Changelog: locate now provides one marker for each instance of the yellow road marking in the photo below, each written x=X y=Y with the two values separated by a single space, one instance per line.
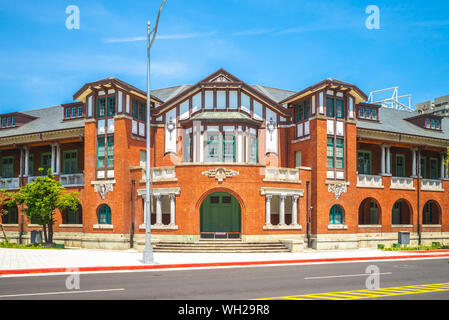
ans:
x=368 y=293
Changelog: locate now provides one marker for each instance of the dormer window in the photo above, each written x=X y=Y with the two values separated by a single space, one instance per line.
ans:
x=73 y=112
x=368 y=113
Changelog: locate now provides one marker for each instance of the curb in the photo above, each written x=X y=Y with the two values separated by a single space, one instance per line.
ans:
x=212 y=264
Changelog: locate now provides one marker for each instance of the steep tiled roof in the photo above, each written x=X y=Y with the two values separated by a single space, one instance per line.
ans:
x=48 y=119
x=392 y=120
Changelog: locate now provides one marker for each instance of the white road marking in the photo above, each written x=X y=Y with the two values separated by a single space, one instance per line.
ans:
x=58 y=292
x=347 y=275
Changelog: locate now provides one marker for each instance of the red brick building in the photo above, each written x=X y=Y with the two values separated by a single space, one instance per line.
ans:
x=235 y=161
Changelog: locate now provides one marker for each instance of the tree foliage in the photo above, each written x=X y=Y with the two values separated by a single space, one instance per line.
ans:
x=41 y=198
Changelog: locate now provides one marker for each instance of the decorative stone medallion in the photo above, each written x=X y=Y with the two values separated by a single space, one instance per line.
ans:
x=220 y=173
x=103 y=189
x=337 y=189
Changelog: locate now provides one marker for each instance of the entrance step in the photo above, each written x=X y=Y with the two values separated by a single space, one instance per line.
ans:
x=220 y=246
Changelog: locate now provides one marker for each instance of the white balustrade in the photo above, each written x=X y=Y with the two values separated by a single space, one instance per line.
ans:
x=9 y=183
x=282 y=174
x=401 y=183
x=369 y=181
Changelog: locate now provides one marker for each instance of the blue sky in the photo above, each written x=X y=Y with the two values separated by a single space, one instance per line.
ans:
x=286 y=44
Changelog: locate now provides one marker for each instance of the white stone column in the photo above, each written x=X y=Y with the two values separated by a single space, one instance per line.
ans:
x=281 y=209
x=388 y=160
x=295 y=210
x=144 y=209
x=419 y=173
x=158 y=209
x=27 y=161
x=382 y=160
x=414 y=174
x=52 y=158
x=442 y=174
x=268 y=209
x=58 y=158
x=21 y=162
x=172 y=209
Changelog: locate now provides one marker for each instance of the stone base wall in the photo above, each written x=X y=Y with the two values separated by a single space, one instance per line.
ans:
x=319 y=242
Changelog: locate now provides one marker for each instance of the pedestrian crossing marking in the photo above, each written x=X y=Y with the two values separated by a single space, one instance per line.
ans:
x=368 y=293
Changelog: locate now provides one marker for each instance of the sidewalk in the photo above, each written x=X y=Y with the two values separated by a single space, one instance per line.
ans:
x=17 y=261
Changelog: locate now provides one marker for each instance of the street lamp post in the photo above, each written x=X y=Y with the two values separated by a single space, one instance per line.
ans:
x=148 y=252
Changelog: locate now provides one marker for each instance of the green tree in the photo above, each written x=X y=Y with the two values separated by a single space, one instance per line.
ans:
x=42 y=197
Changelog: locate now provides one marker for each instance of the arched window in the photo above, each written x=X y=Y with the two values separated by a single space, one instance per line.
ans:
x=336 y=215
x=104 y=214
x=70 y=216
x=401 y=212
x=369 y=212
x=431 y=213
x=11 y=216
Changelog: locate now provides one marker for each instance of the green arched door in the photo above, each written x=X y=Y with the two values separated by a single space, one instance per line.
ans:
x=220 y=216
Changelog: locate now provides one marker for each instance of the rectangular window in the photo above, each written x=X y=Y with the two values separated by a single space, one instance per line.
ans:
x=233 y=99
x=252 y=149
x=101 y=153
x=221 y=99
x=433 y=168
x=364 y=162
x=188 y=148
x=340 y=109
x=111 y=106
x=142 y=111
x=7 y=167
x=400 y=165
x=257 y=110
x=196 y=102
x=297 y=159
x=70 y=162
x=110 y=140
x=300 y=113
x=306 y=109
x=330 y=112
x=245 y=103
x=209 y=99
x=368 y=113
x=101 y=107
x=135 y=109
x=340 y=154
x=143 y=158
x=212 y=147
x=423 y=167
x=45 y=162
x=330 y=152
x=228 y=147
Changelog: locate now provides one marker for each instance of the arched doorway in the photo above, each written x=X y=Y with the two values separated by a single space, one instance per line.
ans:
x=401 y=212
x=369 y=212
x=220 y=217
x=431 y=213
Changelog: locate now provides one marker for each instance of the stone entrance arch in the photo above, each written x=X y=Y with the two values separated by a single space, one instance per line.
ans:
x=220 y=216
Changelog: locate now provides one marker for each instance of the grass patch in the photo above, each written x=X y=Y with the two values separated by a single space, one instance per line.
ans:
x=397 y=247
x=10 y=245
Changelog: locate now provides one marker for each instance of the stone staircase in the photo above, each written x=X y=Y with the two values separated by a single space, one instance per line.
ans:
x=233 y=246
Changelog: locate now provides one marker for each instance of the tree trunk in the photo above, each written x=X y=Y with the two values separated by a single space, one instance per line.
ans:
x=50 y=233
x=44 y=229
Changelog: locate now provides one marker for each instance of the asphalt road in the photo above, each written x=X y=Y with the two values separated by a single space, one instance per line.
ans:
x=232 y=283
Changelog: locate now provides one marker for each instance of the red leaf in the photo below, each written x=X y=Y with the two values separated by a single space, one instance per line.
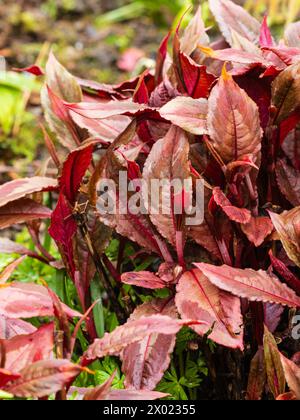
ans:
x=265 y=38
x=168 y=160
x=143 y=279
x=258 y=229
x=9 y=269
x=231 y=16
x=145 y=362
x=43 y=378
x=23 y=350
x=21 y=211
x=131 y=332
x=250 y=284
x=199 y=299
x=74 y=169
x=187 y=113
x=19 y=188
x=28 y=300
x=288 y=181
x=234 y=213
x=10 y=328
x=34 y=69
x=284 y=272
x=233 y=121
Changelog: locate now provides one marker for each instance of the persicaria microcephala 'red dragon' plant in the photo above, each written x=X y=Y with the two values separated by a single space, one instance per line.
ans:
x=223 y=115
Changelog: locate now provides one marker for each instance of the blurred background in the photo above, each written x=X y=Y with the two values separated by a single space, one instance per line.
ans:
x=103 y=40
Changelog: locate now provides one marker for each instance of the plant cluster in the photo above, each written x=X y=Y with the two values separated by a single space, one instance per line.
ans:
x=226 y=113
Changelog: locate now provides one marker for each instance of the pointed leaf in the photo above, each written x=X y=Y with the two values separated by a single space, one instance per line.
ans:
x=233 y=121
x=145 y=361
x=287 y=227
x=288 y=181
x=23 y=350
x=285 y=93
x=234 y=213
x=10 y=328
x=258 y=229
x=187 y=113
x=9 y=269
x=197 y=298
x=231 y=16
x=28 y=300
x=168 y=160
x=131 y=332
x=250 y=284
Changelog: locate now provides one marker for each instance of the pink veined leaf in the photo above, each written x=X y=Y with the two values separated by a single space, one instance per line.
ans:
x=292 y=375
x=288 y=182
x=23 y=350
x=250 y=284
x=131 y=332
x=34 y=69
x=197 y=298
x=28 y=300
x=187 y=113
x=233 y=121
x=60 y=86
x=258 y=229
x=62 y=229
x=257 y=377
x=144 y=279
x=145 y=361
x=9 y=269
x=19 y=188
x=74 y=169
x=250 y=60
x=194 y=34
x=168 y=160
x=231 y=16
x=285 y=94
x=274 y=369
x=265 y=38
x=6 y=377
x=234 y=213
x=10 y=328
x=287 y=227
x=21 y=211
x=43 y=378
x=106 y=130
x=292 y=35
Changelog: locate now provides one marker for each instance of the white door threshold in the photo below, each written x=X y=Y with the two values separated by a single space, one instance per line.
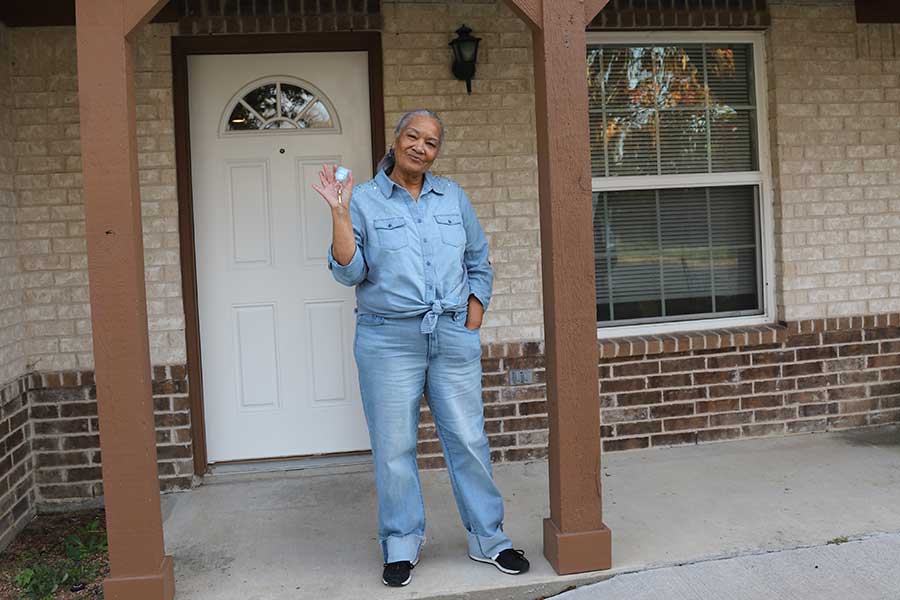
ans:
x=319 y=464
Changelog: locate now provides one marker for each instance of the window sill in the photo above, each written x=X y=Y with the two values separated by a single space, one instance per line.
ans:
x=710 y=339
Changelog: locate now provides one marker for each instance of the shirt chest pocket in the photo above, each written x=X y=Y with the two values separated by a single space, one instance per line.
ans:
x=391 y=233
x=451 y=229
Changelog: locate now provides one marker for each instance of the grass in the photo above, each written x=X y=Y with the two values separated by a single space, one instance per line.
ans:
x=56 y=557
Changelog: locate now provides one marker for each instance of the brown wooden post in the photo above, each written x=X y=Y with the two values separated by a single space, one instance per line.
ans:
x=575 y=538
x=139 y=568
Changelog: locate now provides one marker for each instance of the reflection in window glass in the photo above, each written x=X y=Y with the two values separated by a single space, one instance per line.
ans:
x=690 y=252
x=275 y=106
x=669 y=109
x=243 y=119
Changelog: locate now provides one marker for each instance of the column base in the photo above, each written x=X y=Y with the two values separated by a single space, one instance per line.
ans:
x=577 y=552
x=160 y=586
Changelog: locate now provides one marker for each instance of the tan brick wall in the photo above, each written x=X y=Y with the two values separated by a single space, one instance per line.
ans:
x=490 y=136
x=835 y=90
x=50 y=211
x=12 y=327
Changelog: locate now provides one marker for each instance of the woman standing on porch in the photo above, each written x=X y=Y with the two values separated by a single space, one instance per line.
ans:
x=411 y=244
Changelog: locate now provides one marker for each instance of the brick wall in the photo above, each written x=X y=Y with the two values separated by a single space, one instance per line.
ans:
x=835 y=90
x=800 y=377
x=17 y=490
x=12 y=327
x=490 y=136
x=50 y=209
x=66 y=440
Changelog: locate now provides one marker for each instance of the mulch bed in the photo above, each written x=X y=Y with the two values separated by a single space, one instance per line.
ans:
x=43 y=541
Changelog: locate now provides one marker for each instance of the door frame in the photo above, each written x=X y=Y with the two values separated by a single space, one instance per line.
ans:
x=265 y=43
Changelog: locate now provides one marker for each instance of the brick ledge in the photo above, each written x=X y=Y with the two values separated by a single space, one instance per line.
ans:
x=712 y=339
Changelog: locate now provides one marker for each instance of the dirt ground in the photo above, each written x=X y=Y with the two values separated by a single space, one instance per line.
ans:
x=43 y=541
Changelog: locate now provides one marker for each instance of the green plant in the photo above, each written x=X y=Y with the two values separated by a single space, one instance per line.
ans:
x=41 y=581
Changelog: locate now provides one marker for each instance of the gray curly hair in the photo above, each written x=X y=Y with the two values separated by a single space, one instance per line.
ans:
x=387 y=163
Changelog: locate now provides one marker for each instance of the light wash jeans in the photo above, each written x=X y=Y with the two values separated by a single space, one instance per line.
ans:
x=397 y=361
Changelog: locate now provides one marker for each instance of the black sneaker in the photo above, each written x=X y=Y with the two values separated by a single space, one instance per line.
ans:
x=398 y=574
x=510 y=561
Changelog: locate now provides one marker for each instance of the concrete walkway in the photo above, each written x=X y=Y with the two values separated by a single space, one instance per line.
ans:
x=310 y=534
x=864 y=569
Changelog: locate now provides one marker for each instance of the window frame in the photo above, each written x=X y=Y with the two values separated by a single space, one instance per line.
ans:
x=224 y=132
x=761 y=178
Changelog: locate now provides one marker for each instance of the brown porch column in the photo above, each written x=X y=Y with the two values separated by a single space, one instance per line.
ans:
x=575 y=538
x=139 y=568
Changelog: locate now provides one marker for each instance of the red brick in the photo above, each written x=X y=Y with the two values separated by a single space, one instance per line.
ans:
x=683 y=364
x=847 y=421
x=841 y=337
x=686 y=423
x=855 y=406
x=807 y=426
x=774 y=385
x=725 y=419
x=614 y=415
x=858 y=349
x=763 y=430
x=798 y=369
x=885 y=417
x=820 y=353
x=520 y=454
x=674 y=439
x=883 y=360
x=738 y=389
x=847 y=393
x=671 y=410
x=626 y=444
x=727 y=361
x=882 y=333
x=769 y=358
x=707 y=377
x=716 y=435
x=527 y=423
x=649 y=367
x=717 y=406
x=622 y=385
x=638 y=398
x=816 y=381
x=769 y=401
x=775 y=414
x=643 y=428
x=692 y=393
x=809 y=339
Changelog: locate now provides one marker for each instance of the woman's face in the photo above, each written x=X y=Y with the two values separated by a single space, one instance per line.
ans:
x=417 y=145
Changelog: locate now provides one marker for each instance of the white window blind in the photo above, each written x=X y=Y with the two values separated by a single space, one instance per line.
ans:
x=692 y=250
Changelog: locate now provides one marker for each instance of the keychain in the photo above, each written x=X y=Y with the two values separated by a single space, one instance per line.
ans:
x=341 y=176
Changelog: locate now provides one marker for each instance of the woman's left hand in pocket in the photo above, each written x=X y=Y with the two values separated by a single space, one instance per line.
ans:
x=475 y=314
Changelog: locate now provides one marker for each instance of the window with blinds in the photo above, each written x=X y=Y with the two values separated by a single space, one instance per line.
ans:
x=675 y=165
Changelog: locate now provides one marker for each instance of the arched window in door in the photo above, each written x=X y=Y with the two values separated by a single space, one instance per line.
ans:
x=280 y=104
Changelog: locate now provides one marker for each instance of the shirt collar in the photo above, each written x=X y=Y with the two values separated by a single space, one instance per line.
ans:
x=386 y=184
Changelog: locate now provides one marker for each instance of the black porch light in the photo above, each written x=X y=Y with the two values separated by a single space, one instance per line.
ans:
x=465 y=54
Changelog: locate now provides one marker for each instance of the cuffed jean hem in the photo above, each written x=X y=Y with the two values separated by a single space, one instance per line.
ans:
x=402 y=547
x=487 y=547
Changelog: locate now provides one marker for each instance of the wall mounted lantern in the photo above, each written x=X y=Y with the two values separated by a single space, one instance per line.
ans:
x=465 y=54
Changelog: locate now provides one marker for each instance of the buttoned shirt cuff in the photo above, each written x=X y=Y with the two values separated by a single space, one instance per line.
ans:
x=350 y=273
x=481 y=297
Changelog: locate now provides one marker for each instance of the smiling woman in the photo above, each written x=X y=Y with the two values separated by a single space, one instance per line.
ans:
x=412 y=246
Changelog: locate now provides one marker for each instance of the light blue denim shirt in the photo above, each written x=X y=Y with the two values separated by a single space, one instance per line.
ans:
x=415 y=258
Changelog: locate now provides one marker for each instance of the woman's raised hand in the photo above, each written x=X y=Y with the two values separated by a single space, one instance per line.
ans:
x=336 y=193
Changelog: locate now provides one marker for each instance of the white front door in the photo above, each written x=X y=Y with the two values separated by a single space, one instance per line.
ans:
x=276 y=330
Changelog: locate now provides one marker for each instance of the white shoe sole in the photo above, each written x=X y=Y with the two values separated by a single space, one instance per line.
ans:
x=491 y=561
x=408 y=579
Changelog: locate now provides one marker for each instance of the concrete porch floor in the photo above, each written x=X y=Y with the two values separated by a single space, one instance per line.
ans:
x=310 y=534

::::::

** Work instructions **
Echo the stretch of the records from the line containing "the light blue" through the line containing "x=276 y=330", both ends included, repeating each line unchanged.

** Result below **
Changelog: locate now provides one marker for each instance of the light blue denim shirt in the photo above, each written x=X y=Y with the two values separated by a single space, one instance per line.
ans:
x=415 y=258
Changelog: locate now provides one marker for each instance of the woman's raised hand in the photo above, each written x=X y=Y with the two values separated by a single space, one instance per line.
ans:
x=336 y=193
Changelog: locate now provides one marker for each instance of the white front door in the photo above, each written x=X y=Y with the two values separated by a single space, one instance per line.
ans:
x=276 y=330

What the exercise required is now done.